* TO DO *
Please repeat the records below word for word, leaving out the pictures.

(Pointing data excerpts)
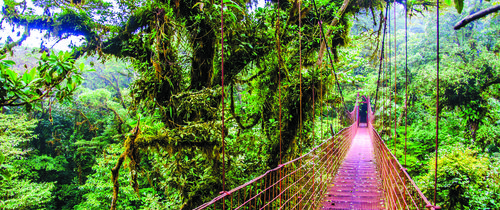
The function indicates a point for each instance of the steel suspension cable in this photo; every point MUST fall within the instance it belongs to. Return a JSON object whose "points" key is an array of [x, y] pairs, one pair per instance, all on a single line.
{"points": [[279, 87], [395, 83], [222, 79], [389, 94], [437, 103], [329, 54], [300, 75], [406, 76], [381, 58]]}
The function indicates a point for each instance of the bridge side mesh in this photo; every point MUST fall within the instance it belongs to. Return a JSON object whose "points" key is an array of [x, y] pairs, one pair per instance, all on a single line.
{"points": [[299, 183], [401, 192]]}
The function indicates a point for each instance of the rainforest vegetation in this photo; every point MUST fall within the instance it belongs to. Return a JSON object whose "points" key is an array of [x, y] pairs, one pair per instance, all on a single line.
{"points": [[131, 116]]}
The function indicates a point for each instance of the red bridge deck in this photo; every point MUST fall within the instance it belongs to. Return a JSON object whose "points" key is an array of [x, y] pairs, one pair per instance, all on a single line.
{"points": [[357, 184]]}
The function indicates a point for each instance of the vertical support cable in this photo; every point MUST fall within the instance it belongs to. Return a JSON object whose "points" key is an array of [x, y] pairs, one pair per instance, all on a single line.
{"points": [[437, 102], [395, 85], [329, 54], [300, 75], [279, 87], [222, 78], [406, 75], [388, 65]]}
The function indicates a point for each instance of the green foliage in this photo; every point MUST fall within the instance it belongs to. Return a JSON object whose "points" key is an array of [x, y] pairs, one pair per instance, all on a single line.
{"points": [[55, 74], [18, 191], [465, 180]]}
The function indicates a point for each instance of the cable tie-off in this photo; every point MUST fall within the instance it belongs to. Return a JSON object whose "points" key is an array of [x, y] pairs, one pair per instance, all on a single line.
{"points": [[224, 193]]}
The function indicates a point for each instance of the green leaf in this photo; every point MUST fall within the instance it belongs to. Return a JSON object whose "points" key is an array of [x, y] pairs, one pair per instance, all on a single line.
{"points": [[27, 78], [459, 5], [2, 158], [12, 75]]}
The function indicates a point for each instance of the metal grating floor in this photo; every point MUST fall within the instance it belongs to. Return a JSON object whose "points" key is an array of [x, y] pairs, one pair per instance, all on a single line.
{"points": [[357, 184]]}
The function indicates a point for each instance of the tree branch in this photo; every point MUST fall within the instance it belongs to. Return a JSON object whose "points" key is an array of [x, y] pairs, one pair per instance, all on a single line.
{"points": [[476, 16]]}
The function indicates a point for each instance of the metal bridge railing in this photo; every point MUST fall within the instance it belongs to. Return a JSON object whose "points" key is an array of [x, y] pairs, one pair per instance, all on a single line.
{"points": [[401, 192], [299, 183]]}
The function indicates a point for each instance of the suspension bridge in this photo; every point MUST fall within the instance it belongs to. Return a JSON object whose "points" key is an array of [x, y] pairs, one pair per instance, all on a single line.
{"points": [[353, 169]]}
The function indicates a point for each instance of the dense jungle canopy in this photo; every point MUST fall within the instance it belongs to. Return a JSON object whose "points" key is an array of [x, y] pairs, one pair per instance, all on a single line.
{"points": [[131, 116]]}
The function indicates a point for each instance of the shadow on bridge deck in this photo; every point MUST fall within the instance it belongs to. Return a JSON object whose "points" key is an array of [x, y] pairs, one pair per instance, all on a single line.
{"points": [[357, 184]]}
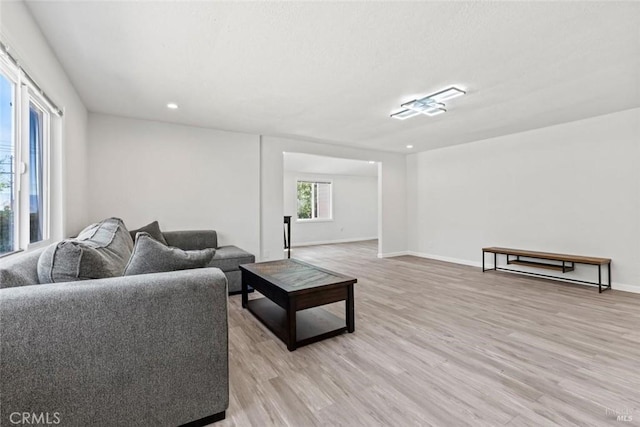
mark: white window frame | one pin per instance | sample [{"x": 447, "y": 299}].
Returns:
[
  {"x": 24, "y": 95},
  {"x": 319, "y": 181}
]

* WORKED SOLUTION *
The function indicates a point for each instance of the steel suspension cable in this photo; every point MUST fall within the instance it belongs to. Return a JSON object whose "points" key is an array of [x, y] pairs, one pair per instance, all on a single line.
{"points": [[279, 87], [395, 83], [222, 79], [389, 94], [437, 103], [329, 54], [300, 75], [406, 76], [381, 58]]}
The function indicates a point for each instance of the bridge side mesh in this photo; every point MUST fall within the instance it belongs to. Return a JSON object whose "points" key is an array of [x, y] pairs, one pair per instance, all on a single line.
{"points": [[299, 183], [401, 192]]}
The function indicates a point for each instance of the rainforest vegetation in this photo; every point MUST fall within the instance it belongs to. Return a JSON object whose "points" key is an array of [x, y] pairs, one pair per instance, all on a single line.
{"points": [[131, 116]]}
The function indicates a point for each instance of the red bridge deck in this photo; every point MUST fall within the instance it belongs to. Return a JSON object whose "points" key is an array of [x, y] pairs, one pair per instance, all on a single line.
{"points": [[357, 184]]}
The function indicates a point for each instance of the vertical support cable in this photo; every point MUST fall within the instance it belongs to. Return a JSON object whose "points" key is an array of [x, y] pairs, one pair per instance, all on a single line.
{"points": [[437, 102], [395, 85], [329, 54], [300, 75], [279, 87], [222, 78], [406, 75], [388, 65]]}
The function indicates a point for each instance of the green foliage in this photo; every point MUST fall within the instance it belongs to. Return a JSON object whose "points" key is an array of [x, y] pairs, one pair per instance, all on a single line.
{"points": [[55, 74], [18, 191], [465, 180]]}
The function indicates a point for each instance of the cable tie-off in this photo; every point MUST fall within the instance it belongs to. Return a JSON object whose "points" key is an array of [x, y] pairs, one pair per instance, all on a single line.
{"points": [[224, 193]]}
The function indicates a point for each instance of the green leaf in this photo; every point MUST fall within the instance it belongs to. Return a JSON object whose "points" key is an array of [x, y] pairs, one pair per instance, all on a single line.
{"points": [[27, 78], [459, 5], [2, 158], [12, 75]]}
The function indicates a point for each instance of the metal grating floor in this photo; every point MUST fall within the instance it belongs to. Return a JSON object whose "points" key is an array of [x, y] pairs, one pair per instance, all on a single line.
{"points": [[357, 184]]}
The function indicates a point for each instance of the tree branch in this photo; every point MUST fall within the instance it belongs to. Return a JSON object whose "points" key is an array of [x, y] pairs, one pair per instance, all on a single line.
{"points": [[476, 16]]}
The function indicates a point for each instance of the metal bridge railing in this photo; every point MUST fall within the instance it belongs to. Return a JSON object whose "points" key is an array of [x, y] pairs, one pair per instance, all on a single line.
{"points": [[401, 192], [299, 183]]}
The function indicates a point for each instance of the suspension bridge in this photo; every point MUST fall within the instance it belongs to. Return a JSON object whose "points" key is an array of [x, y] pairs, one pair per instance, all on a single line.
{"points": [[353, 169]]}
The function indicates a point for each instance of the dense jungle canopy in this photo; every point MUST fall within the instance it belongs to. Return a JSON object whose "points" key is an array of [x, y] pairs, one pair per instance, all on a single line.
{"points": [[131, 116]]}
The function indicates a point for each instance of the shadow on bridge deck in this photo; every point MUST fall within the instance it belongs to. Return a JSON object whose "points" key is an array of [x, y] pairs, one pair per instance, all on a single line.
{"points": [[357, 184]]}
mark: white window frame | one pin per instance | sample [{"x": 447, "y": 299}].
Returns:
[
  {"x": 24, "y": 95},
  {"x": 319, "y": 181}
]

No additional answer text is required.